* [Supplied information]
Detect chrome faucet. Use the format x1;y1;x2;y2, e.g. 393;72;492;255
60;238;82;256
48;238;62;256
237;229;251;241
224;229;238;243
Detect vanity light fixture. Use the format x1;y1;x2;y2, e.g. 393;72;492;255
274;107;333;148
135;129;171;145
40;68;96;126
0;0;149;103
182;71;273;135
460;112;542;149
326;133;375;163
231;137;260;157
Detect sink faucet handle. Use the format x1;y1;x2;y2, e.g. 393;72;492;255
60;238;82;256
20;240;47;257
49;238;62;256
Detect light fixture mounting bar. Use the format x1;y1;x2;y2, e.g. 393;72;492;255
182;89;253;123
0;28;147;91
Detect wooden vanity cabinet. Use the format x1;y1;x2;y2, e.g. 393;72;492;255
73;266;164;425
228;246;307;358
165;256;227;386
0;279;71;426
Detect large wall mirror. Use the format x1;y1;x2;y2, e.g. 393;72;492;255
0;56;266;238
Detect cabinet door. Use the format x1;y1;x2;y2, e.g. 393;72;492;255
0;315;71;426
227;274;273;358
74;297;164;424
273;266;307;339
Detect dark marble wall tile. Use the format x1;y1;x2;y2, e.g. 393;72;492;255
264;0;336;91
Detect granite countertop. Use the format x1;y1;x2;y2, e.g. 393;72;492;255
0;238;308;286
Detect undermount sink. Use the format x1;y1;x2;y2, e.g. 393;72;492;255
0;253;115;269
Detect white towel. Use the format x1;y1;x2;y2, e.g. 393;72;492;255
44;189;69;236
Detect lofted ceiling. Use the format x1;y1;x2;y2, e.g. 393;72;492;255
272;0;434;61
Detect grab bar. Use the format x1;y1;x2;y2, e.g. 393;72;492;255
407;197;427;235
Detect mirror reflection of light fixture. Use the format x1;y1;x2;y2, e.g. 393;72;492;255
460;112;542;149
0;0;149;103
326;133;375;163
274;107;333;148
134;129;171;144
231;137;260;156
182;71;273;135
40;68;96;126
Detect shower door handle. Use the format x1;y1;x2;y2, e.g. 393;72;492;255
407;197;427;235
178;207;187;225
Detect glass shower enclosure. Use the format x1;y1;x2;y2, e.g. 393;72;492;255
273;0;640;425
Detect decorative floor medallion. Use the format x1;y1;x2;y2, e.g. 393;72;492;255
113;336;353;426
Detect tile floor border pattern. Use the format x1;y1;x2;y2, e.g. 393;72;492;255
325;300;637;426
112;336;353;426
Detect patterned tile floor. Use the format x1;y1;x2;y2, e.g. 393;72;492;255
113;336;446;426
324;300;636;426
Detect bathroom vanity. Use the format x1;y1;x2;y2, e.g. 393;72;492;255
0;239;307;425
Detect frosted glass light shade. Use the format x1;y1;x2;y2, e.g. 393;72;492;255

* [Directive]
Reproduce all of the material above line for line, with no changes.

* [Written response]
Detect chrome faucet. Use the format x1;y1;x2;y2, e.g. 393;72;492;255
60;238;82;256
48;238;62;256
237;229;251;241
224;229;238;243
Detect vanity light fixture. Use the format x1;y1;x2;y2, e.g. 393;72;492;255
274;107;333;148
135;129;171;145
40;68;96;126
0;0;149;103
182;71;273;135
460;112;542;149
326;133;375;163
231;137;260;157
Detect sink faucet handle. Use the format x1;y1;x2;y2, e.g. 393;72;492;255
60;238;82;256
20;240;47;257
49;238;62;256
Detect light fixture mounting bar. Use the format x1;y1;x2;y2, e.g. 393;72;492;255
182;89;253;123
0;28;147;91
Detect wooden vanity cabinet. Use the format x1;y1;x2;y2, e.g. 393;72;492;255
73;266;164;425
228;246;307;358
165;256;227;386
0;279;71;426
Detect large wall mirror. Use the format x1;y1;x2;y2, e.g. 393;72;492;255
0;56;266;238
Detect cabinet door. Use the format x1;y1;x2;y2, e.g. 393;72;492;255
0;315;71;426
227;274;273;358
74;297;164;424
273;266;307;339
Detect dark marble wall tile. Use the format x1;y1;x2;y2, e.g. 393;72;492;255
264;0;336;91
Detect granite countertop. Use the format x1;y1;x2;y2, e.g. 393;72;492;255
0;238;308;286
Detect undermount sink. Use the format x1;y1;x2;y2, e.g. 393;72;492;255
0;253;115;269
Detect white towel. Use the format x1;y1;x2;y2, e.g. 393;72;492;255
44;189;69;236
Detect lofted ceiling. Use the format x1;y1;x2;y2, e.g. 393;72;492;255
272;0;434;61
Detect grab bar. Use the format x1;y1;x2;y2, e.g. 393;72;492;255
407;197;427;235
Detect mirror reflection of light fixture. Use the format x1;y1;x2;y2, e.g. 393;72;492;255
460;112;542;149
0;0;149;103
326;133;375;163
274;107;333;148
134;129;171;144
231;137;260;156
182;71;273;135
40;68;96;126
Detect shower door handle. Use the format x1;y1;x2;y2, e.g. 393;72;492;255
407;197;427;235
178;207;187;225
Detect glass shower enclosure. Use the format x1;y1;x2;y2, e.g. 393;72;492;255
273;0;640;425
Detect decorative floor medallion. Use the format x1;y1;x2;y2, e.g. 393;72;492;255
113;336;353;426
Detect tile floor border pattern. Use the format x1;y1;x2;y2, e.g. 393;72;492;255
325;300;637;426
112;336;353;426
Detect patterned tile floor. Use the format x1;y1;x2;y2, e.g. 393;72;492;255
113;336;446;426
324;300;636;426
Detect bathroom vanity. Use the format x1;y1;x2;y2, e.g. 393;72;492;255
0;239;307;425
Detect frosted glass light shade. Use the format x1;y1;x2;y2, e.g. 393;72;492;255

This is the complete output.